[Start of Selected passage]

Re: URL semantics
Tim Berners-Lee (timbl@w3.org)
Fri, 10 Jan 1997 12:47:32 -0500
Message-Id: <3.0.32.19970110124730.008002c0@hq.lcs.mit.edu>
Date: Fri, 10 Jan 1997 12:47:32 -0500
To: Daniel LaLiberte <liberte@ncsa.uiuc.edu>,
From: Tim Berners-Lee <timbl@w3.org>
Subject: Re: URL semantics
Cc: uri@bunyip.com
At 11:27 am 09-01-97 -0600, Daniel LaLiberte wrote:
>Larry Masinter writes:
>But for all URLs (and URNs, if they may be distinguished), the URL
>identifies the interaction. In the case of *some* URLs, the
>interaction results in a data object, so it only *seems* that the URL
>identifies the data object, but that is an indirect effect.
I completely disagree. The URL identifies the object. That is
fundamental to the concept of the web. The web is a web of
quasi static resources, not a set of operations, as base. This
is essential architecturally and from the UI point of view.

[End of Selected passage]
[Start of Provided records]

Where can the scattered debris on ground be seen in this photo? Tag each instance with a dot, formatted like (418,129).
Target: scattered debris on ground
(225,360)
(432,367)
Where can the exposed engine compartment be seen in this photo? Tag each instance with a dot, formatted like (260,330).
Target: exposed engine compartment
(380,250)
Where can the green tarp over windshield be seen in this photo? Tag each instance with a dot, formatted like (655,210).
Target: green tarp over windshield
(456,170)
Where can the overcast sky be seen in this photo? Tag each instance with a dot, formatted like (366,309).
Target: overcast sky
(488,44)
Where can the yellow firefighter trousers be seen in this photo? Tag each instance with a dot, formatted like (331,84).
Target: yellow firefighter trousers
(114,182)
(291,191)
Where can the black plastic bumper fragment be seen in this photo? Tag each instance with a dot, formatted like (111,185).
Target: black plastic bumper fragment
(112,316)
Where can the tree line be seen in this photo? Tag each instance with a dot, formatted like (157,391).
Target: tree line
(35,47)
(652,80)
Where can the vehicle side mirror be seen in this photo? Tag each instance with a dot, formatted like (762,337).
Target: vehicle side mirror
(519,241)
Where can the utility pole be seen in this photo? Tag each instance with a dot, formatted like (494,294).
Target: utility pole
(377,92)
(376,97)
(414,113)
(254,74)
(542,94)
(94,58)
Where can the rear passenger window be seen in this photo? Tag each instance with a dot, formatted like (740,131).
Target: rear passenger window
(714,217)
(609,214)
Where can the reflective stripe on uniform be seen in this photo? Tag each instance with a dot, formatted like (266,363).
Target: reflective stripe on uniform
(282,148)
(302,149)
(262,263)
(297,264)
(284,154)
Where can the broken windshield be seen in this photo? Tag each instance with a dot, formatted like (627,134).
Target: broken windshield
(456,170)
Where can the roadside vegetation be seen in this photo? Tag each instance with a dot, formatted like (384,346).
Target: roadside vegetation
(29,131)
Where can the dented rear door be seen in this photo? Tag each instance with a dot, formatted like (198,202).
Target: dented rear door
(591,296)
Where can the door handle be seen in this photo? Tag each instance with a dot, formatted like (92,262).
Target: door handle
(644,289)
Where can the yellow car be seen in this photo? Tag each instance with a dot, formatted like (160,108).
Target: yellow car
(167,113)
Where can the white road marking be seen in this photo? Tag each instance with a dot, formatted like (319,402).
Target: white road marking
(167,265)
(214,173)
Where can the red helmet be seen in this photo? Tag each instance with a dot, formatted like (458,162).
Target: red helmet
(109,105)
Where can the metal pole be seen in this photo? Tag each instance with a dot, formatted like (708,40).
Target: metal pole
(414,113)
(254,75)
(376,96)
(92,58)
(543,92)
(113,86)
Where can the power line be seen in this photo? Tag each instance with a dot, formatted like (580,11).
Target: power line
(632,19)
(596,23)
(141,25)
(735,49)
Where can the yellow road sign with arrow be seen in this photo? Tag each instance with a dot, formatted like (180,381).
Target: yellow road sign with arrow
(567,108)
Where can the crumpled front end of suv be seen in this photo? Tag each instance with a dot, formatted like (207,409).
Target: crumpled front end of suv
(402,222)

[End of Provided records]

→ **Challenges**:
(A) According to the message on URL semantics, what is the web made of at its base?
(B) Write the next part of the message on URL semantics, picking up after its final sentence.

→ **Task responses**:
(A) A web of quasi-static resources, not a set of operations.

(B)
How a given browser, desktop, etc, behaves when you activate the
reference to an object is (mercifully) controllable by the user, just as in
W95
one can chose a default operation on double-click on an icon.
When you refer to a book, I can chose to buy it or get it from the library.
If you wanted to make something which contains an interaction, some
operation, then you would need a language in which resource identifiers
were a part. But there are many languages for that, and there can be many
more. (A frameset is one, a form is another, Java is another.)
Tim
PS: Above I use "object" to be consistent with the thread, I should
use "resource".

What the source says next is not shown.